Please transcribe the data that follows without the pictures, keeping every word the same.
==================================================
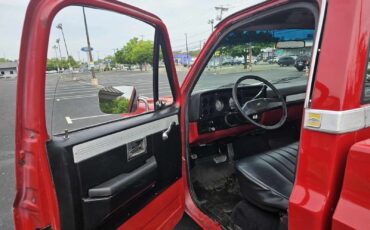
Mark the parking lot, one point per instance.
(76, 101)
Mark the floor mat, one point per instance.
(219, 203)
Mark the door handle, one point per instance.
(165, 133)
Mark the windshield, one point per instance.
(279, 56)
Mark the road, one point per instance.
(76, 101)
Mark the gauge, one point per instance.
(219, 105)
(232, 103)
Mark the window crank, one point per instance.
(165, 133)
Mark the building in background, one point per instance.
(8, 69)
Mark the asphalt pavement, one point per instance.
(74, 102)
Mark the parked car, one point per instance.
(286, 61)
(302, 62)
(232, 155)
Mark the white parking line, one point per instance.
(71, 97)
(69, 120)
(88, 117)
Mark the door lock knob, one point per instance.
(165, 133)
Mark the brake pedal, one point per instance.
(220, 159)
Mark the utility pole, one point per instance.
(94, 81)
(221, 9)
(55, 47)
(187, 50)
(60, 26)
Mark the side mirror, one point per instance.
(118, 99)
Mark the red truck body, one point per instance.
(332, 182)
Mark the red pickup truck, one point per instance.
(290, 150)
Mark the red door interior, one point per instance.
(87, 181)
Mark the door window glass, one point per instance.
(99, 69)
(366, 88)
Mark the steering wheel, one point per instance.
(259, 105)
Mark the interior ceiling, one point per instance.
(292, 19)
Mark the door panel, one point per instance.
(98, 177)
(97, 185)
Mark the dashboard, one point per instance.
(215, 109)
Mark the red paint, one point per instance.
(164, 212)
(353, 208)
(338, 86)
(270, 117)
(35, 205)
(324, 182)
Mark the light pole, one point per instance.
(55, 47)
(221, 9)
(60, 27)
(60, 52)
(187, 50)
(211, 21)
(94, 80)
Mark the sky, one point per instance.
(109, 31)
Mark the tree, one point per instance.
(136, 51)
(240, 43)
(54, 63)
(4, 60)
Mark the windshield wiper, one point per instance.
(230, 85)
(285, 80)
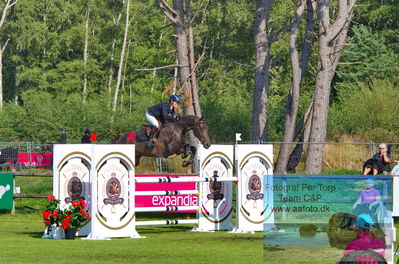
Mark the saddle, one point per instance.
(143, 134)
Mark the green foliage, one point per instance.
(366, 108)
(371, 58)
(44, 70)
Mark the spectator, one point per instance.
(378, 163)
(86, 137)
(365, 239)
(63, 137)
(368, 199)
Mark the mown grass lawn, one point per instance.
(21, 242)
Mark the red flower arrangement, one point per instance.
(75, 216)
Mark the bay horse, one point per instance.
(170, 139)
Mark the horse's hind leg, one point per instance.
(186, 151)
(192, 151)
(137, 161)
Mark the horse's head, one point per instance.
(201, 132)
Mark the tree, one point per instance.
(332, 37)
(184, 53)
(5, 8)
(298, 67)
(262, 65)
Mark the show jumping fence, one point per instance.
(337, 155)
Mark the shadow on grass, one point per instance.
(242, 238)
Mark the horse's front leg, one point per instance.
(191, 150)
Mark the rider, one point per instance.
(163, 112)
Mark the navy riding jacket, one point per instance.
(163, 112)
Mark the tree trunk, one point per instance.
(111, 66)
(298, 72)
(193, 75)
(118, 81)
(261, 89)
(6, 7)
(331, 42)
(85, 55)
(293, 96)
(301, 147)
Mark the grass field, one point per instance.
(21, 242)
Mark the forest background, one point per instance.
(101, 64)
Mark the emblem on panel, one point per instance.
(113, 191)
(75, 178)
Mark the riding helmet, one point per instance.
(364, 221)
(175, 97)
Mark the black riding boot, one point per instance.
(150, 143)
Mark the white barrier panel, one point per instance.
(71, 176)
(216, 197)
(254, 204)
(112, 211)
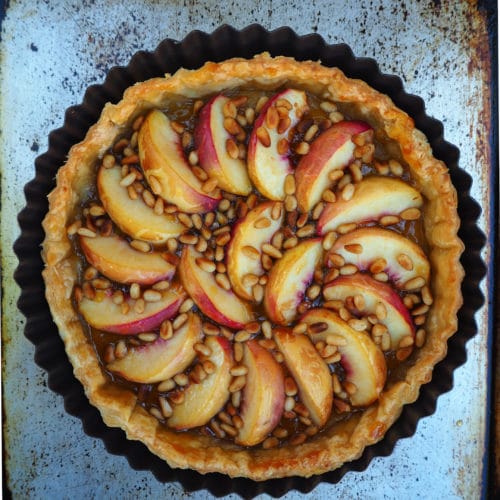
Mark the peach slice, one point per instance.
(221, 305)
(250, 232)
(118, 261)
(210, 138)
(263, 395)
(103, 314)
(267, 166)
(288, 279)
(310, 372)
(202, 401)
(134, 217)
(374, 197)
(397, 319)
(332, 150)
(162, 156)
(404, 259)
(363, 362)
(161, 359)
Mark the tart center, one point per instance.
(252, 265)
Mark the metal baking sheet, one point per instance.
(52, 53)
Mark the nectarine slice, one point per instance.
(211, 138)
(103, 314)
(363, 362)
(404, 259)
(397, 318)
(162, 156)
(332, 150)
(118, 261)
(310, 372)
(249, 232)
(204, 400)
(223, 306)
(263, 395)
(134, 217)
(289, 278)
(374, 197)
(267, 166)
(161, 359)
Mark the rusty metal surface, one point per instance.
(52, 51)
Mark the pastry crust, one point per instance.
(344, 441)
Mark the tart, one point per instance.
(253, 266)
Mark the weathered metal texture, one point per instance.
(52, 51)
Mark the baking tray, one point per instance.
(191, 53)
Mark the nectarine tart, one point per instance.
(253, 266)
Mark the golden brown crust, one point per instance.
(334, 446)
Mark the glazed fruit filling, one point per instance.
(252, 265)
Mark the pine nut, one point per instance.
(263, 136)
(152, 296)
(414, 283)
(289, 184)
(410, 214)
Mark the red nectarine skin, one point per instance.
(204, 140)
(327, 153)
(161, 154)
(210, 139)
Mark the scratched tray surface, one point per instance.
(192, 52)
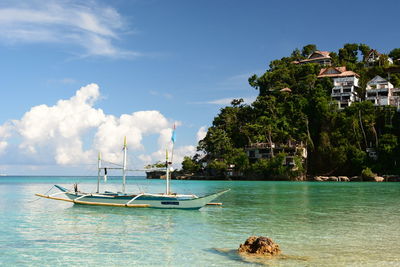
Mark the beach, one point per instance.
(315, 224)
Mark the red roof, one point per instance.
(336, 72)
(320, 55)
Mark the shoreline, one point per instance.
(311, 178)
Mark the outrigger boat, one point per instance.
(165, 200)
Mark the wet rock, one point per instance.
(356, 179)
(333, 178)
(318, 179)
(260, 245)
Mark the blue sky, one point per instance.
(137, 67)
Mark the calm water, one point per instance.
(315, 224)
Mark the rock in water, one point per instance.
(260, 245)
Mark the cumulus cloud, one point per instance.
(73, 131)
(227, 101)
(87, 24)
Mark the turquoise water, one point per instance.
(315, 224)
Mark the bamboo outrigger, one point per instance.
(165, 200)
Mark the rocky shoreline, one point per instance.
(317, 178)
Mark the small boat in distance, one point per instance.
(167, 200)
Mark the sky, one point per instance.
(78, 76)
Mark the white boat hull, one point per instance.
(143, 200)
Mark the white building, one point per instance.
(373, 58)
(345, 84)
(318, 57)
(381, 92)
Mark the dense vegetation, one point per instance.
(336, 140)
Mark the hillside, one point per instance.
(314, 115)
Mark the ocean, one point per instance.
(315, 224)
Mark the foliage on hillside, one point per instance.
(337, 140)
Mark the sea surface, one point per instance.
(315, 224)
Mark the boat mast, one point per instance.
(167, 192)
(98, 171)
(124, 168)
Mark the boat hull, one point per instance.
(144, 200)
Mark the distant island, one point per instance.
(318, 115)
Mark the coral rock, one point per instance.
(260, 245)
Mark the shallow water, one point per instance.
(315, 224)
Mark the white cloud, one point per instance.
(87, 24)
(3, 146)
(72, 132)
(201, 133)
(227, 101)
==================================================
> _Complete response_
Mark the parking lot, one point per instance.
(76, 101)
Mark the floor mat, one point per instance.
(219, 203)
Mark the door handle, one point per instance.
(165, 133)
Mark the windshield, one point per instance.
(279, 56)
Mark the road, one point per instance.
(76, 101)
Mark the gauge, one point per instance.
(219, 105)
(232, 103)
Mark the window crank, one point per instance.
(165, 133)
Mark the building in background, one point per instance.
(8, 69)
Mark the asphalt pavement, one point per instance.
(74, 102)
Mark the parked car, one point per instance.
(286, 61)
(302, 62)
(232, 155)
Mark the white parking line, one point per instance.
(71, 97)
(69, 120)
(88, 117)
Mark the door lock knob, one point per instance.
(165, 133)
Mark the brake pedal, one point per instance.
(220, 159)
Mark the utility pole, one point per instance.
(94, 81)
(221, 9)
(55, 47)
(187, 50)
(60, 26)
Mark the side mirror, one point per instance.
(118, 99)
Mark the red truck body, one point per instance.
(332, 182)
Mark the red pickup truck, one point per instance.
(290, 150)
Mark the red door interior, one point per instance.
(87, 181)
Mark the door window glass, one point per instance.
(99, 69)
(366, 88)
Mark the steering wheel, one point per instance.
(259, 105)
Mark the interior ceiling, one point per instance.
(292, 19)
Mark the door panel, one point per instance.
(98, 177)
(97, 185)
Mark the dashboard, one point per instance.
(215, 109)
Mark the red paint, one point per instance.
(164, 212)
(353, 208)
(338, 86)
(270, 117)
(35, 205)
(324, 182)
Mark the light pole, one point per instance.
(55, 47)
(221, 9)
(60, 27)
(60, 52)
(187, 50)
(211, 21)
(94, 80)
Mark the sky, one point per instance.
(109, 31)
Mark the tree, one point per instance.
(136, 51)
(240, 43)
(54, 63)
(4, 60)
Mark the windshield wiper, one point per instance.
(230, 85)
(285, 80)
Mark the saddle, one point per instance.
(143, 134)
Mark the green foliage, one point per instance.
(366, 108)
(371, 58)
(44, 70)
Mark the spectator, one point per instance.
(378, 163)
(86, 137)
(365, 239)
(63, 137)
(368, 199)
Mark the mown grass lawn, one point per instance.
(21, 242)
Mark the red flower arrangement, one point per instance.
(75, 216)
Mark the bay horse, one point per instance.
(170, 139)
Mark the horse's hind leg, one point per instance.
(186, 151)
(192, 151)
(137, 161)
Mark the horse's head, one point per instance.
(201, 132)
Mark the tree, one point per instance.
(332, 37)
(184, 53)
(5, 8)
(298, 67)
(262, 65)
Mark the show jumping fence, one point per instance.
(337, 155)
Mark the shadow on grass, one point per instance.
(242, 238)
Mark the horse's front leg, one point per instance.
(191, 150)
Mark the rider, one point per instance.
(163, 112)
Mark the navy riding jacket, one point per instance.
(163, 112)
Mark the tree trunk, one point per instance.
(111, 66)
(298, 72)
(193, 75)
(118, 81)
(261, 89)
(6, 7)
(331, 42)
(85, 55)
(293, 96)
(301, 147)
Mark the grass field, one point per instance.
(21, 242)
Mark the forest background, one point per instance.
(101, 64)
Mark the emblem on panel, one point per instance.
(113, 191)
(75, 178)
Mark the riding helmet, one point per instance.
(364, 221)
(175, 97)
Mark the black riding boot, one point per instance.
(150, 143)
Mark the white barrier panel, one point per instance.
(71, 176)
(216, 197)
(254, 204)
(112, 211)
Mark the peach slice, one point per instance.
(221, 305)
(250, 232)
(118, 261)
(210, 138)
(263, 395)
(103, 314)
(267, 166)
(288, 279)
(310, 372)
(202, 401)
(134, 217)
(374, 197)
(397, 319)
(332, 150)
(162, 156)
(404, 259)
(363, 362)
(161, 359)
Mark the tart center, one point per instance.
(252, 265)
Mark the metal baking sheet, one point per instance.
(52, 53)
Mark the nectarine slice, one point per instance.
(211, 138)
(103, 314)
(363, 362)
(404, 259)
(397, 318)
(162, 156)
(332, 150)
(118, 261)
(310, 372)
(249, 232)
(204, 400)
(223, 306)
(263, 395)
(134, 217)
(289, 278)
(374, 197)
(267, 166)
(161, 359)
Mark the rusty metal surface, one point per instance.
(52, 51)
Mark the pastry crust, one point per instance.
(344, 441)
Mark the tart, one point per instance.
(253, 266)
Mark the weathered metal texture, one point per instance.
(52, 51)
Mark the baking tray, one point per instance.
(191, 53)
Mark the nectarine tart, one point per instance.
(253, 266)
Mark the golden brown crust, one point per instance.
(334, 446)
Mark the glazed fruit filling, one point per instance.
(252, 265)
Mark the pine nut, one point per instance.
(263, 136)
(152, 296)
(414, 283)
(289, 184)
(410, 214)
Mark the red nectarine skin, one point per instance.
(204, 140)
(327, 153)
(161, 154)
(210, 139)
Mark the scratched tray surface, one point per instance.
(192, 52)
Mark the beach, one point per instance.
(315, 224)
Mark the red roof, one point per instance.
(336, 72)
(320, 55)
Mark the shoreline, one point per instance.
(311, 178)
Mark the outrigger boat, one point per instance.
(165, 200)
Mark the wet rock, one point per instance.
(356, 179)
(333, 178)
(318, 179)
(260, 245)
Mark the blue sky, one point per instance.
(137, 67)
Mark the calm water, one point per instance.
(315, 224)
Mark the rock in water, one point per instance.
(260, 245)
Mark the cumulus cloud, one point per instance.
(73, 131)
(227, 101)
(87, 24)
Mark the turquoise water, one point per instance.
(315, 224)
Mark the bamboo outrigger, one point per instance.
(165, 200)
Mark the rocky shoreline, one point per instance.
(317, 178)
Mark the small boat in distance, one point per instance.
(167, 200)
Mark the sky, one point per instance.
(78, 76)
Mark the white boat hull, one point per instance.
(143, 200)
Mark the white building, one point per instance.
(373, 58)
(345, 84)
(318, 57)
(381, 92)
Mark the dense vegetation, one point per instance.
(336, 140)
Mark the hillside, one point per instance.
(314, 115)
Mark the ocean, one point per instance.
(315, 224)
Mark the foliage on hillside, one point per instance.
(337, 140)
Mark the sea surface, one point per instance.
(315, 224)
Mark the boat mast, one point per instance.
(167, 192)
(98, 171)
(124, 168)
Mark the boat hull, one point per instance.
(144, 200)
Mark the distant island, one point per instance.
(318, 115)
Mark the coral rock, one point per instance.
(260, 245)
Mark the shallow water, one point per instance.
(315, 224)
Mark the white cloud, one point per instance.
(87, 24)
(3, 146)
(72, 132)
(201, 133)
(227, 101)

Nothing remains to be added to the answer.